What you are asked to do: Reproduce, word for word, the part of the tenant-aware ORD text running from "The .well-known response" to "concrete tenant/system instance.".

Given text:
--- begin ---

Static and dynamic perspectives can be served by different implementations — for example, a static ORD Provider for the baseline and application code for the system-instance endpoint — as long as both use the same ORD IDs for the same resources.

See Perspectives and Correct Use of Perspectives for the detailed semantics and aggregator fallback behavior. The next section shows one way to implement this in code.

Implementing Tenant-Aware ORD

The tenant-aware implementation has three essential parts:

1. Advertise a static baseline document and a tenant-aware document in the ORD configuration.
2. Resolve the requested tenant in the system-instance endpoint.
3. Generate a complete tenant-specific ORD document and tenant-specific resource definitions from the baseline plus tenant state.

The following snippets are simplified from the ORD Reference Application.

Advertise both perspectives

The .well-known response tells the aggregator that static metadata can be fetched once, while dynamic metadata must be fetched per tenant. The dynamic endpoint uses the basic-auth access strategy, which also defines the optional tenant headers used below.

const ordConfiguration = {
  openResourceDiscoveryV1: {
    documents: [
      {
        // Static baseline metadata: can be crawled once per system version.
        url: "/open-resource-discovery/v1/documents/system-version",
        perspective: "system-version",
        accessStrategies: [{ type: "open" }],
      },
      {
        // Runtime metadata: must be requested for a concrete tenant/system instance.
        url: "/open-resource-discovery/v1/documents/system-instance",
        perspective: "system-instance",
        accessStrategies: [{ type: "basic-auth" }],
      },
    ],
  },
};

Resolve the tenant in the endpoint

The endpoint should prefer Global-Tenant-Id, because this is the tenant identity known by the aggregator. The provider maps it to its own local tenant ID before generating metadata.

const globalToLocalTenantId = {
  "c6c80b52-ecc1-47f8-9303-0d55fb67fd41": "T1",
  "b82b0c76-f0ff-4262-b2b7-3a0d40197837": "T2",
};

fastify.get("/.well-known/open-resource-discovery", () => {
  // Discovery starts here: the aggregator learns which ORD documents exist.
  return ordConfiguration;
});

fastify.get("/open-resource-discovery/v1/documents/system-version", () => {
  // Static perspective: no tenant context is needed.
  return staticOrdDocument;
});

fastify.get("/open-resource-discovery/v1/documents/system-instance", {
  // In a real implementation, this route is protected according to the
  // basic-auth access strategy advertised in the ORD configuration.
  preHandler: [basicAuth],
}, (request) => {
  // Dynamic perspective: tenant context is required before metadata is generated.
  const localTenantId = resolveLocalTenantId(request.headers);
  return getOrdDocumentForTenant(localTenantId);
});

function resolveLocalTenantId(headers) {
  const localTenantId =
    headers["local-tenant-id"] ??
    globalToLocalTenantId[headers["global-tenant-id"]];

  if (localTenantId) {
    return localTenantId;
  }
  throw new Error("Missing Global-Tenant-Id or Local-Tenant-Id header.");
}

Project the static baseline into a tenant document

The static document is the baseline for the tenant-aware view. The tenant projection then applies tenant configuration, entitlements, extensions, or tenant-specific model data. The system-instance response must still be a complete document for the tenant, not a delta.

--- end ---

Entries drawn from a collection
--- begin ---

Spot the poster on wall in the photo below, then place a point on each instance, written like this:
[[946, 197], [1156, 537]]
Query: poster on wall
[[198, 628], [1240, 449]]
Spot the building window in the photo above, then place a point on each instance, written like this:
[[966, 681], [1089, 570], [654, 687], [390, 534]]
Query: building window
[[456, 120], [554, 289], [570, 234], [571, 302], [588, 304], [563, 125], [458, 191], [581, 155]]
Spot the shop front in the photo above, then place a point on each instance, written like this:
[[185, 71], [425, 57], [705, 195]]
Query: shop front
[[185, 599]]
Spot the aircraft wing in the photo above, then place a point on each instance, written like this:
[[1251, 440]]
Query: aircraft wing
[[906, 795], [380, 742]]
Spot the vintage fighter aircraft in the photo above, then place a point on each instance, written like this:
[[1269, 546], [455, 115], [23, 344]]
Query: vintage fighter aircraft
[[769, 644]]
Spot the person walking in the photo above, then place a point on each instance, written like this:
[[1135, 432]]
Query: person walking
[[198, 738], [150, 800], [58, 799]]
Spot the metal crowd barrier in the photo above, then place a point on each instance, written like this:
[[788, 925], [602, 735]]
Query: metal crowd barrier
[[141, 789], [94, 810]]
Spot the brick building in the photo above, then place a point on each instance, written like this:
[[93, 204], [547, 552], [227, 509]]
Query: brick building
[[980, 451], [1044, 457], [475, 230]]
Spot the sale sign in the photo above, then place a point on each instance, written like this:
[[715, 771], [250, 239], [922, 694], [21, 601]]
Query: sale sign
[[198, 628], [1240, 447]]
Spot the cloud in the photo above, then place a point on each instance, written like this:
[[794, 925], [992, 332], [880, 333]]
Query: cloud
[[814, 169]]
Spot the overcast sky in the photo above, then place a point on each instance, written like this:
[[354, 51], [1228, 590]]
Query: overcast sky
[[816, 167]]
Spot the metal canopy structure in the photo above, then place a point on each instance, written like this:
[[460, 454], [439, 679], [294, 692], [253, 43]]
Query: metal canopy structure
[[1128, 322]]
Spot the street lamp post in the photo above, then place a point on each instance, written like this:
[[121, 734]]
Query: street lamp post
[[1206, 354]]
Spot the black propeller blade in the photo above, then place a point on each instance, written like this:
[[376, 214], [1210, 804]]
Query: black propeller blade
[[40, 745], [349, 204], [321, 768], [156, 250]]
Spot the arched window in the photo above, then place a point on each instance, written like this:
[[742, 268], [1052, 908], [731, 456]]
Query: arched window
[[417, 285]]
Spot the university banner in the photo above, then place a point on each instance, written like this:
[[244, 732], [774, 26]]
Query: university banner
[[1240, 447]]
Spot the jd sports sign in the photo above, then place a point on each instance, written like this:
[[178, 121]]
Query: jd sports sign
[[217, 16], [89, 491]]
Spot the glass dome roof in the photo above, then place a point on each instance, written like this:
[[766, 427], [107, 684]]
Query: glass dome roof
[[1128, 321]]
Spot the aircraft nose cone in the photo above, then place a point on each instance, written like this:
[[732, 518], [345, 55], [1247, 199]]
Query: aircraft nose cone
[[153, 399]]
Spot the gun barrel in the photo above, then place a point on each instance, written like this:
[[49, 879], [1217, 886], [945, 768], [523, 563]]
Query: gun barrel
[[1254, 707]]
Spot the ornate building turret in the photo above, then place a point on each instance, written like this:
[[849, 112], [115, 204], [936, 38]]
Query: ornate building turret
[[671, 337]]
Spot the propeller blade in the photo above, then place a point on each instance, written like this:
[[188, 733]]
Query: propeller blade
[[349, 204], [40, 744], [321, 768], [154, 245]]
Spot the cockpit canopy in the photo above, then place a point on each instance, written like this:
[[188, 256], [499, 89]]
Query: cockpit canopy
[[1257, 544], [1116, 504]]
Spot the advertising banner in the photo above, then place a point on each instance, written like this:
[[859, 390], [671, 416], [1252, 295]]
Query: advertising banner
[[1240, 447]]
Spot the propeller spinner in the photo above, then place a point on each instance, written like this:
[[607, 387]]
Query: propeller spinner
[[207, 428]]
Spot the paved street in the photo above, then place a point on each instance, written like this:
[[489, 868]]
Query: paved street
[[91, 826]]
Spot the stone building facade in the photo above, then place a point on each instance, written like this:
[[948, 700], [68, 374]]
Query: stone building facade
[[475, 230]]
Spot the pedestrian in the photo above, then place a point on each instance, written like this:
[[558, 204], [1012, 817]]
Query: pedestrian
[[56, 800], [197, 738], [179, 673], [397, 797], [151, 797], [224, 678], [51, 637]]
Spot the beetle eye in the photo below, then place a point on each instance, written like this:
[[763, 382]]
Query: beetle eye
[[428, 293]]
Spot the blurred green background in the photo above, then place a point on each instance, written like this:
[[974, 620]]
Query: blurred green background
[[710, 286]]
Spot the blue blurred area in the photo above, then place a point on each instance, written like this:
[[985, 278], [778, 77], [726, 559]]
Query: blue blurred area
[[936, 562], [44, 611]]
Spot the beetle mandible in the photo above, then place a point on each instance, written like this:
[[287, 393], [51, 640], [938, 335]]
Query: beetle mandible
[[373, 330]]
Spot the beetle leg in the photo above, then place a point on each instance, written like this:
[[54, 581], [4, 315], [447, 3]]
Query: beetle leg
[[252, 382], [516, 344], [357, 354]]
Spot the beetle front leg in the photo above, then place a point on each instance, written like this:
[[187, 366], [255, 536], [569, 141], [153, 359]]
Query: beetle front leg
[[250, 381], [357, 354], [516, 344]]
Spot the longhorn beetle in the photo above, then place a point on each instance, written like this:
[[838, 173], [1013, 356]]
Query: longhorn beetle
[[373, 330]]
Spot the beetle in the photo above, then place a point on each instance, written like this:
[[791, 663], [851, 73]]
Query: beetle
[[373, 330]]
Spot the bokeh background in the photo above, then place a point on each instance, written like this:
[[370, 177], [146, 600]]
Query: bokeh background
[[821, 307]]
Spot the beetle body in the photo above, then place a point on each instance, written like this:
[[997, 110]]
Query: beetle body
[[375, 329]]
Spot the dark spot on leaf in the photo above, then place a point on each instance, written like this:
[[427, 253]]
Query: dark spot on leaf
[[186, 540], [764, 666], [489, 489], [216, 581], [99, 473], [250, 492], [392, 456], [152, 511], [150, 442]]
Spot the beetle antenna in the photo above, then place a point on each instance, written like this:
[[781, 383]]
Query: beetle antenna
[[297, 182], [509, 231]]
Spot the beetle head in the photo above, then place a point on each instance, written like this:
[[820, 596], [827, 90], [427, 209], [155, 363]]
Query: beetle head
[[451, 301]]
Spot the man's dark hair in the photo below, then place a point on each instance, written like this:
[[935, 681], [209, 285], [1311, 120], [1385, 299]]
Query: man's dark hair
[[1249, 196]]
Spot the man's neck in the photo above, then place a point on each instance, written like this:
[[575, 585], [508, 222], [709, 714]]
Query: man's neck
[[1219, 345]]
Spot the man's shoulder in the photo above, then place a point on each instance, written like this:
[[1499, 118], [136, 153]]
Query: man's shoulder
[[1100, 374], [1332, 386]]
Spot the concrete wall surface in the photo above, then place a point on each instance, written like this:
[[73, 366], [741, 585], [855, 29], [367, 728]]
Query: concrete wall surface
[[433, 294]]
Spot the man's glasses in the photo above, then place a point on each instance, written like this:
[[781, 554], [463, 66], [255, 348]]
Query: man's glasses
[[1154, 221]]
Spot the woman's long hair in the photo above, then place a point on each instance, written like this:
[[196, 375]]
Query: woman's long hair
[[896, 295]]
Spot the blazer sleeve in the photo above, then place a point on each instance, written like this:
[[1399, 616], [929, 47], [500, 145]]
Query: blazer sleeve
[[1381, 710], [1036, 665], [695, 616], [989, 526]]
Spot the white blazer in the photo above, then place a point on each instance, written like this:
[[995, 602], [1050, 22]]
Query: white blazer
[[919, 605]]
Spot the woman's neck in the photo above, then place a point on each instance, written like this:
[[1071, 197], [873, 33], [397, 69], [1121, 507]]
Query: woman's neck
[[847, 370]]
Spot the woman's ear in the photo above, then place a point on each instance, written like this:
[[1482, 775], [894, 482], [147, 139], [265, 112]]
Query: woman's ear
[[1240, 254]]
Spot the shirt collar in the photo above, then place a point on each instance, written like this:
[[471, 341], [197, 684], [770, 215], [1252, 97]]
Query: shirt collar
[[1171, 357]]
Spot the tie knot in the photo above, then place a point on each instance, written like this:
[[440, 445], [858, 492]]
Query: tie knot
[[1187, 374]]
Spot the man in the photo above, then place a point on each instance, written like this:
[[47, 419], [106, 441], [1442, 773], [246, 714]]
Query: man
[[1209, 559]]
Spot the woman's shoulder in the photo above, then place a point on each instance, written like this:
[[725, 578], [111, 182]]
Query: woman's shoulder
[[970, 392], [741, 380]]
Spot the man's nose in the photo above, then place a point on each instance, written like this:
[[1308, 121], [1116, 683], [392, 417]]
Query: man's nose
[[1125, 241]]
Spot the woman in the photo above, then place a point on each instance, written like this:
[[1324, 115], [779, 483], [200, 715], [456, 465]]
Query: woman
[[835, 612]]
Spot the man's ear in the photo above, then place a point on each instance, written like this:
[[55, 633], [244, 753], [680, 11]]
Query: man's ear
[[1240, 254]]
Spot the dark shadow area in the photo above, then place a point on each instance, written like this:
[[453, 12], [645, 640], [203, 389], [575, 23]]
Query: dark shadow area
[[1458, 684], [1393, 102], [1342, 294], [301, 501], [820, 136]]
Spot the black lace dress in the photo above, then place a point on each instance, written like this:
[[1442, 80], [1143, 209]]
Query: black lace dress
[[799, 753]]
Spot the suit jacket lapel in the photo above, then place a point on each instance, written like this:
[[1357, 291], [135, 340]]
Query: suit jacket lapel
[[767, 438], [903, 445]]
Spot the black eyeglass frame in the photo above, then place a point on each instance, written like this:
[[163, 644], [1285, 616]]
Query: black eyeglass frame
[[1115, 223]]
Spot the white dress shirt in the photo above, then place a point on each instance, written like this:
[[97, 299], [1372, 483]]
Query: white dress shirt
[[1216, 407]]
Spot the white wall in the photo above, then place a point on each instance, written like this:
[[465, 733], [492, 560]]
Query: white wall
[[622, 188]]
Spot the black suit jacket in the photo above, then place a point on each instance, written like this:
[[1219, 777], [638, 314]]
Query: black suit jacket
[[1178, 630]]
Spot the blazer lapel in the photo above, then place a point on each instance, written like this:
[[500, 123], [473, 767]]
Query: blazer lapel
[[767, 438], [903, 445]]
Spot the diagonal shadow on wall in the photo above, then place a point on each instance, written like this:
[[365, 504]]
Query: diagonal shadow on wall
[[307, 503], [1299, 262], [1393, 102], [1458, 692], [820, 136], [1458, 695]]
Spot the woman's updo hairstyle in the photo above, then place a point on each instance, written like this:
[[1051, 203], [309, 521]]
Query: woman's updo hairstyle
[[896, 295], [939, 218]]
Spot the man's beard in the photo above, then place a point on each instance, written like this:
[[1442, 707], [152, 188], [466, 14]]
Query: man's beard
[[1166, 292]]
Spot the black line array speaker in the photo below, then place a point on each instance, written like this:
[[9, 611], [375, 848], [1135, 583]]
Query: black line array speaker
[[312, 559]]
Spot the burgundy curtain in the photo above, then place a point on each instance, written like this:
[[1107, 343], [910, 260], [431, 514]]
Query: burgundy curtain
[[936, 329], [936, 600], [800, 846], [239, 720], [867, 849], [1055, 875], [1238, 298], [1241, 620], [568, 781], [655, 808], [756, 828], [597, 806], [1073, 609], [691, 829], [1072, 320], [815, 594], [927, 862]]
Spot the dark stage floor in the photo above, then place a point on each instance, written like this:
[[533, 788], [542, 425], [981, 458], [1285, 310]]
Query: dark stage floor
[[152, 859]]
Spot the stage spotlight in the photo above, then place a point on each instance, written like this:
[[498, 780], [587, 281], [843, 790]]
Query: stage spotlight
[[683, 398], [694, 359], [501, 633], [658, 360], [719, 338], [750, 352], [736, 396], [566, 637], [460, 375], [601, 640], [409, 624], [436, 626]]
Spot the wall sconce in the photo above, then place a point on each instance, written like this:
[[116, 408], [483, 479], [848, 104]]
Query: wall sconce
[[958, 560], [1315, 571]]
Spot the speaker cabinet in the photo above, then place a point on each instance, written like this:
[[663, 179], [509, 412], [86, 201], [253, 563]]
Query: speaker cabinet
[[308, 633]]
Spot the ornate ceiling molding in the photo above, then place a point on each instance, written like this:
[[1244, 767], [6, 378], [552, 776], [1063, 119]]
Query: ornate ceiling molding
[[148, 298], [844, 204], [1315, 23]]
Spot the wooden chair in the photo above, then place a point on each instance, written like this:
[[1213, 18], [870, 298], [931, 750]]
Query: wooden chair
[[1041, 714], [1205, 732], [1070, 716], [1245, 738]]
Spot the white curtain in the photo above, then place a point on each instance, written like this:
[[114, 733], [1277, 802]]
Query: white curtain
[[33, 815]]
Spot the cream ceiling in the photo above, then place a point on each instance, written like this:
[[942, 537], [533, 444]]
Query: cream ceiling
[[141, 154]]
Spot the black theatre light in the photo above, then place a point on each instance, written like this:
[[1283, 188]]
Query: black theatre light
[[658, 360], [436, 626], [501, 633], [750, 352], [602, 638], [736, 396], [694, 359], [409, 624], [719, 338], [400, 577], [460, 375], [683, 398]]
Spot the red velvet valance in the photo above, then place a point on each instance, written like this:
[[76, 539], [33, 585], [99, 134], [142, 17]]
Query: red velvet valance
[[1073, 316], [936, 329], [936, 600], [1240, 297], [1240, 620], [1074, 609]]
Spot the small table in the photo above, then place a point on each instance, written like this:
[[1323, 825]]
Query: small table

--- end ---

Task response:
The .well-known response tells the aggregator that static metadata can be fetched once, while dynamic metadata must be fetched per tenant. The dynamic endpoint uses the basic-auth access strategy, which also defines the optional tenant headers used below.

const ordConfiguration = {
  openResourceDiscoveryV1: {
    documents: [
      {
        // Static baseline metadata: can be crawled once per system version.
        url: "/open-resource-discovery/v1/documents/system-version",
        perspective: "system-version",
        accessStrategies: [{ type: "open" }],
      },
      {
        // Runtime metadata: must be requested for a concrete tenant/system instance.